◆ ЗАДАНИЯ ◆
a) Выпишите из фрагмента документа все библиографические ссылки в квадратных скобках в том порядке, в каком они встречаются.
b) Масштабируйте отрезок записей от строки, содержащей «Indicate the rough», до конца записей включительно. Перепишите его целиком вместе с запросами, умножив каждую координату в ответах на 1,9 и округлив до целого (половины округляются вверх); изображения в ответ не включайте.

◆ ФРАГМЕНТ ДОКУМЕНТА ◆
· · · ·
Судьба сибирского инородца, травящего себя алкоголем, или старообрядца, стремительно теряющего иммунитет к новейшим веяниям («Что поде-лаш, культура наступат. Не можно дальше дикарями в лесу жить» [4. Т. 6. С. 210]), поставлена писателем в зависимость от судьбы «якоря жизни» - крестьянина. Его маргинализация или устранение из социального пространства символически обозначено в «Царь-рыбе» смещением привычных культурных границ, деструктурацией прежних моделей поведения, обращением вспять процессов поступательного развития: утратившее навыки традиционно крестьянского оседлого образа жизни, население поселка Чуш включается в процессы внутренней миграции и превращается в «угрюмый и потаенный сброд» [4. Т. 6. С. 117], вырождаются лишенные возможности заниматься традиционными видами деятельности кочевые северные племена, старообрядцы готовы променять свою религиозную традицию на приобщение к благам цивилизации. Утрату сибиряками крестьянской «остойчивости» [4. Т. 5. С. 325] Астафьев увязывал с общей деградацией нации. Мотивы порчи, вырождения возникают в его письмах начиная примерно с конца 1970-х и со временем складываются в окрашенную эсхатологическими тонами историософию [5. С. 284, 290, 318, 335, 357, 400, 415, 486, 489, 501, 536, 601]. Сибирский «референтный ландшафт» [32], в прозе Астафьева генетически связанный с идеалами и природопользовательскими практиками коренного местного населения, изначально содержавший в себе в качестве конституирующего признак первозданности и представление о всегда имеющемся ресурсе, постепенно превращается в пространство умирания. В судьбе северного инородца фокусируются процессы гибели локальных традиционных культур и вырождения человека как антропологического вида.
· · · ·
◆ ИСХОДНЫЕ ДАННЫЕ ◆

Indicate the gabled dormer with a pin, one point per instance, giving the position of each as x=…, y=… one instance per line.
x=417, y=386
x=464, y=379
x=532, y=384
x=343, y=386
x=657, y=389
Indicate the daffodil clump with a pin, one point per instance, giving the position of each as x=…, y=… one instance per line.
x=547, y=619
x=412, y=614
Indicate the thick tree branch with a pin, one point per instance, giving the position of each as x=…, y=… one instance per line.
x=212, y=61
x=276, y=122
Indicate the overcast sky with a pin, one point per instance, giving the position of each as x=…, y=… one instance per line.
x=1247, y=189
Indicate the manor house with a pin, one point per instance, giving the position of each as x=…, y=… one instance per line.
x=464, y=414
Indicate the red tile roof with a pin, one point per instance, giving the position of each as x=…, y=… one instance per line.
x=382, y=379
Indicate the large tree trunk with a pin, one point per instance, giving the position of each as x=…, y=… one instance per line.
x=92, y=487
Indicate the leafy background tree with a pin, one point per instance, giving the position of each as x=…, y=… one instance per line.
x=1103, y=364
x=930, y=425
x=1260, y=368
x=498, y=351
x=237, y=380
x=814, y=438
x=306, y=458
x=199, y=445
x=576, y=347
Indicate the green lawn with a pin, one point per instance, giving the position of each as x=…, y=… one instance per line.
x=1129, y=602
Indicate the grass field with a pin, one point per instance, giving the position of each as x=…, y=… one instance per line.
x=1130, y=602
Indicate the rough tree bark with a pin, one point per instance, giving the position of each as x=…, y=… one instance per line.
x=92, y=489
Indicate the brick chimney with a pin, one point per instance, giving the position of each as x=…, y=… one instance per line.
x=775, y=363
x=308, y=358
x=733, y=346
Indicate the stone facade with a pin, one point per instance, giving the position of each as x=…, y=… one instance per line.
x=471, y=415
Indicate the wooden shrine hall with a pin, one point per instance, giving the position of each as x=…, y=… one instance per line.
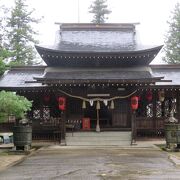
x=98, y=79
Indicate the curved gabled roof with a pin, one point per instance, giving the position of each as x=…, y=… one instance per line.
x=74, y=56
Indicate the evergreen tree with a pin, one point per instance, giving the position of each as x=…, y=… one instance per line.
x=100, y=10
x=3, y=51
x=172, y=42
x=21, y=34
· · · ·
◆ ОТВЕТЫ ◆
a)
[4. Т. 6. С. 210]
[4. Т. 6. С. 117]
[4. Т. 5. С. 325]
[5. С. 284, 290, 318, 335, 357, 400, 415, 486, 489, 501, 536, 601]
[32]

b)
Indicate the rough tree bark with a pin, one point per instance, giving the position of each as x=…, y=… one instance per line.
x=175, y=929
Indicate the brick chimney with a pin, one point per instance, giving the position of each as x=…, y=… one instance per line.
x=1473, y=690
x=585, y=680
x=1393, y=657
Indicate the stone facade with a pin, one point per instance, giving the position of each as x=…, y=… one instance per line.
x=895, y=789
Indicate the wooden shrine hall with a pin, one point per instance, giving the position of each as x=…, y=… one instance per line.
x=186, y=150
Indicate the curved gabled roof with a pin, one point per instance, giving the position of each as x=…, y=… one instance per line.
x=141, y=106
Indicate the evergreen tree with a pin, one point per instance, giving the position of each as x=…, y=… one instance per line.
x=190, y=19
x=6, y=97
x=327, y=80
x=40, y=65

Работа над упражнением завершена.